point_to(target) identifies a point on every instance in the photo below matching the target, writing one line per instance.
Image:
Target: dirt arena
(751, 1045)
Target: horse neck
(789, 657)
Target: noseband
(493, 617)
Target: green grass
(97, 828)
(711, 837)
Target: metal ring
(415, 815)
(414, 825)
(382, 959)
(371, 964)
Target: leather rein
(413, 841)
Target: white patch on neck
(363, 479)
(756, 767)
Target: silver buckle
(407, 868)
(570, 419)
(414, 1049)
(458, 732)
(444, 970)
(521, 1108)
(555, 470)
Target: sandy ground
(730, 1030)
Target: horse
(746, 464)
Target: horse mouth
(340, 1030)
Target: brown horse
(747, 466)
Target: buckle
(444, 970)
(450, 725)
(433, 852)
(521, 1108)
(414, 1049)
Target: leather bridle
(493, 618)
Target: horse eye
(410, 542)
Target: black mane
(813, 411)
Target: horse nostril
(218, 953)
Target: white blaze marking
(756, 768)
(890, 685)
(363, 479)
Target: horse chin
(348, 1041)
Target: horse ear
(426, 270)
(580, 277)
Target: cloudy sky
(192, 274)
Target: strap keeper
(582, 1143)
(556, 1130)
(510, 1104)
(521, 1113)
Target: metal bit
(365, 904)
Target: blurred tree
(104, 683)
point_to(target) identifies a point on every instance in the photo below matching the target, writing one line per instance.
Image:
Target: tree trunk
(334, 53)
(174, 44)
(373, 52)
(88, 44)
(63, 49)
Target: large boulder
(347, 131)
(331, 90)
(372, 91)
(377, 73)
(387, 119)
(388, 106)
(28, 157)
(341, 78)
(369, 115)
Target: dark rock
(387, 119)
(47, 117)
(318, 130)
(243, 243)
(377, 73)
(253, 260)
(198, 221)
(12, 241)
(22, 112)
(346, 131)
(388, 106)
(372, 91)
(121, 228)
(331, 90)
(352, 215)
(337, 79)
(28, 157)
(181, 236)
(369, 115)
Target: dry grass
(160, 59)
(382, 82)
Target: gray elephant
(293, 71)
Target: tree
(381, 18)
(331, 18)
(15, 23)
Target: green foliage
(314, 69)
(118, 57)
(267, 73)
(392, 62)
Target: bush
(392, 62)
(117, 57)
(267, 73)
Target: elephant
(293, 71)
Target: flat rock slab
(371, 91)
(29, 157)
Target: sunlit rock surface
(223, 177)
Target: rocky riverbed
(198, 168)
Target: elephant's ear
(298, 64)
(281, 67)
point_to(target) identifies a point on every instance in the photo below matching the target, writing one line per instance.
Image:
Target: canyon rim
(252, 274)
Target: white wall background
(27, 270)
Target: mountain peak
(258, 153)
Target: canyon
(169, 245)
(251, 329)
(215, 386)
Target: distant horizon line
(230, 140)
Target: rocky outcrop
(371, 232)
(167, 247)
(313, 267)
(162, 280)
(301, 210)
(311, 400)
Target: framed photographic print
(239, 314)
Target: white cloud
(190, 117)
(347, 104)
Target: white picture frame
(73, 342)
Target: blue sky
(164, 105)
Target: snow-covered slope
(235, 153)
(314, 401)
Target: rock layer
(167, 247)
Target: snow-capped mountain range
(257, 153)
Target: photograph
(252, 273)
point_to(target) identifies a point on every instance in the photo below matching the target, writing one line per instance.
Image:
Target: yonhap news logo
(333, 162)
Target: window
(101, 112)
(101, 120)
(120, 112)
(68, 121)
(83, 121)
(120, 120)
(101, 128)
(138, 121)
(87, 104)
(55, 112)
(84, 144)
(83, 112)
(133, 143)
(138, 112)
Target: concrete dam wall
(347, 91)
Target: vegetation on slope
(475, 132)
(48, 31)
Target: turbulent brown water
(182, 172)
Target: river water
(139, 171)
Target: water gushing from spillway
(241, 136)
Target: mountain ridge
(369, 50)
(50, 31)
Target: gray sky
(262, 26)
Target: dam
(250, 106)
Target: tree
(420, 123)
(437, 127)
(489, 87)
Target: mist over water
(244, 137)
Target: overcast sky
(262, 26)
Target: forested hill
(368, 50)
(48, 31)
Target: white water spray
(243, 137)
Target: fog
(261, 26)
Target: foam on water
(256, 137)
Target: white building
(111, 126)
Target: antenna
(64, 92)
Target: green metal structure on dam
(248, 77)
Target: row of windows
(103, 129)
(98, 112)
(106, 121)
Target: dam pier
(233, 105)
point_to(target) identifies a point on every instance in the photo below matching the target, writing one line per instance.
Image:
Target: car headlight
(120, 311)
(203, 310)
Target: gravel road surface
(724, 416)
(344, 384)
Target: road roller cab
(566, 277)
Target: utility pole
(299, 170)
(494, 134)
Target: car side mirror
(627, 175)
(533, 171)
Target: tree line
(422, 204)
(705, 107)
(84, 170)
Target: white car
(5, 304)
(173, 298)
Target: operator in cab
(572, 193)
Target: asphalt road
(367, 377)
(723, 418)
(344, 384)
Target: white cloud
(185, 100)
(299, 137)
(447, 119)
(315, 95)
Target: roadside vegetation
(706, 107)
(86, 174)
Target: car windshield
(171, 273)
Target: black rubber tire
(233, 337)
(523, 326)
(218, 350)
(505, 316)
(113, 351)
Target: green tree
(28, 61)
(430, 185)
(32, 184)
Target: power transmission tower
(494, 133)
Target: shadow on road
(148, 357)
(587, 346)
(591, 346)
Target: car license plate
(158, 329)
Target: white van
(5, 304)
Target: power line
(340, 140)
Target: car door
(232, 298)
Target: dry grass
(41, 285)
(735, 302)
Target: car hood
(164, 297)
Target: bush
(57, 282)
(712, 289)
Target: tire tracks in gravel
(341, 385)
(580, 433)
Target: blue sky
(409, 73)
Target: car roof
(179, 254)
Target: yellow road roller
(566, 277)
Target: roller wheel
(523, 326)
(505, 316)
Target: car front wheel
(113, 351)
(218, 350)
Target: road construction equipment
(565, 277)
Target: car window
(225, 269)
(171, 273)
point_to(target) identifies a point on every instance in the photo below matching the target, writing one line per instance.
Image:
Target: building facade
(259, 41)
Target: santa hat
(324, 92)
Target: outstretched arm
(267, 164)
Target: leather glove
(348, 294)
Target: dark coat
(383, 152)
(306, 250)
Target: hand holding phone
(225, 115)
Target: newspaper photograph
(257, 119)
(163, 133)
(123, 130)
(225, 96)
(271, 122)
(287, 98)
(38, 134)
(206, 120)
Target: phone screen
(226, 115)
* * * * *
EXERCISE REQUIREMENTS:
Extract the data in full. Keep it word for word.

EXERCISE OUTPUT:
point_to(target) identifies a point on every instance in the photo below matching the target, writing one line per instance.
Image:
Target: dirt arena
(751, 1045)
Target: horse neck
(789, 657)
Target: noseband
(493, 617)
Target: green grass
(97, 828)
(711, 837)
Target: metal ring
(415, 815)
(414, 825)
(382, 959)
(371, 964)
Target: leather rein
(413, 841)
Target: white patch on neck
(363, 479)
(756, 767)
Target: silver buckle
(407, 868)
(570, 419)
(414, 1049)
(458, 732)
(444, 970)
(521, 1108)
(555, 470)
Target: sandy ground
(730, 1030)
Target: horse
(746, 464)
Target: horse mouth
(340, 1030)
Target: brown horse
(747, 466)
Target: buckle
(444, 970)
(450, 725)
(433, 852)
(521, 1108)
(414, 1049)
Target: leather bridle
(493, 618)
Target: horse eye
(410, 542)
Target: black mane
(813, 411)
Target: horse nostril
(218, 953)
Target: white blaze marking
(756, 768)
(890, 685)
(363, 479)
Target: horse chin
(348, 1041)
Target: horse ear
(426, 270)
(580, 277)
Target: cloudy sky
(192, 274)
Target: strap keeper
(582, 1143)
(556, 1130)
(510, 1104)
(521, 1113)
Target: metal bit
(365, 904)
Target: blurred tree
(104, 683)
point_to(target) identifies a point on every instance in the photo below matching the target, writing one line per instance.
Image:
Target: tree trunk
(334, 53)
(174, 44)
(373, 52)
(88, 44)
(63, 49)
Target: large boulder
(347, 131)
(331, 90)
(372, 91)
(377, 73)
(387, 119)
(388, 106)
(28, 157)
(341, 78)
(369, 115)
Target: dark rock
(387, 119)
(47, 117)
(318, 130)
(243, 243)
(377, 73)
(253, 260)
(198, 221)
(12, 241)
(22, 112)
(346, 131)
(388, 106)
(372, 91)
(121, 228)
(331, 90)
(352, 215)
(337, 79)
(28, 157)
(181, 236)
(369, 115)
Target: dry grass
(160, 59)
(382, 82)
Target: gray elephant
(293, 71)
Target: tree
(381, 18)
(331, 18)
(15, 23)
Target: green foliage
(314, 69)
(118, 57)
(267, 73)
(392, 62)
Target: bush
(392, 62)
(117, 57)
(267, 73)
Target: elephant
(293, 71)
Target: flat rock slab
(371, 91)
(29, 157)
Target: sunlit rock surface
(223, 177)
Target: rocky riverbed
(198, 168)
Target: elephant's ear
(298, 64)
(281, 67)
point_to(target) identifies a point on every instance in the photo below matching the target, writing one line per instance.
Image:
Target: canyon rim
(252, 274)
Target: white wall background
(27, 270)
Target: mountain peak
(258, 153)
Target: canyon
(169, 245)
(251, 329)
(215, 386)
Target: distant horizon line
(230, 140)
Target: rocky outcrop
(371, 232)
(167, 247)
(313, 267)
(162, 280)
(301, 210)
(311, 400)
Target: framed photographic print
(239, 314)
Target: white cloud
(190, 117)
(347, 104)
Target: white picture frame
(73, 342)
Target: blue sky
(164, 105)
Target: snow-covered slope
(235, 153)
(314, 401)
Target: rock layer
(167, 247)
Target: snow-capped mountain range
(257, 153)
Target: photograph
(252, 273)
point_to(target) identifies a point on every instance in the photo below matching the target, writing one line per instance.
Image:
Target: yonhap news logo
(333, 162)
Target: window
(101, 112)
(101, 120)
(120, 112)
(68, 121)
(83, 121)
(120, 120)
(101, 128)
(138, 121)
(87, 104)
(55, 112)
(84, 144)
(83, 112)
(133, 143)
(138, 112)
Target: concrete dam wall
(347, 91)
Target: vegetation on slope
(475, 132)
(48, 31)
Target: turbulent brown water
(182, 172)
Target: river water
(139, 171)
Target: water gushing from spillway
(241, 136)
Target: mountain ridge
(369, 50)
(50, 31)
Target: gray sky
(262, 26)
Target: dam
(250, 106)
Target: tree
(420, 123)
(437, 127)
(489, 87)
Target: mist over water
(244, 137)
Target: overcast sky
(262, 26)
Target: forested hill
(368, 50)
(48, 31)
Target: white water spray
(243, 137)
Target: fog
(261, 26)
Target: foam on water
(256, 137)
Target: white building
(111, 126)
Target: antenna
(64, 92)
Target: green metal structure on dam
(248, 77)
Target: row of windows
(103, 129)
(98, 112)
(106, 121)
Target: dam pier
(233, 105)
point_to(target) identifies a point on every instance in the photo below matching the target, writing one line per instance.
Image:
Target: car headlight
(120, 311)
(203, 310)
Target: gravel road surface
(724, 416)
(344, 384)
Target: road roller cab
(566, 277)
Target: utility pole
(299, 170)
(494, 134)
Target: car side mirror
(627, 175)
(533, 171)
Target: tree line
(422, 204)
(705, 107)
(84, 170)
Target: white car
(5, 304)
(173, 298)
Target: operator in cab
(572, 193)
Target: asphalt road
(367, 377)
(723, 418)
(344, 384)
Target: white cloud
(185, 100)
(299, 137)
(447, 119)
(315, 95)
Target: roadside vegetation
(706, 107)
(86, 174)
Target: car windshield
(171, 273)
Target: black rubber tire
(233, 337)
(523, 326)
(218, 350)
(505, 316)
(113, 351)
Target: green tree
(28, 61)
(430, 185)
(32, 184)
Target: power transmission tower
(494, 133)
Target: shadow on road
(148, 357)
(587, 346)
(591, 346)
Target: car license plate
(158, 329)
Target: white van
(5, 304)
Target: power line
(340, 140)
Target: car door
(232, 298)
Target: dry grass
(41, 285)
(735, 302)
Target: car hood
(164, 297)
Target: bush
(57, 282)
(712, 289)
Target: tire tracks in gravel
(341, 385)
(580, 433)
Target: blue sky
(409, 73)
Target: car roof
(179, 254)
Target: yellow road roller
(566, 277)
Target: roller wheel
(523, 326)
(505, 316)
Target: car front wheel
(113, 351)
(218, 350)
Target: road construction equipment
(565, 277)
Target: car window
(225, 269)
(171, 273)
point_to(target) identifies a point on every instance in the photo below matching the target, writing one line per instance.
Image:
Target: building facade
(259, 41)
Target: santa hat
(324, 92)
Target: outstretched arm
(267, 164)
Target: leather glove
(348, 294)
Target: dark coat
(383, 152)
(306, 250)
Target: hand holding phone
(225, 115)
Target: newspaper photograph
(257, 119)
(163, 133)
(123, 130)
(225, 96)
(271, 122)
(287, 98)
(38, 134)
(206, 120)
Target: phone screen
(226, 115)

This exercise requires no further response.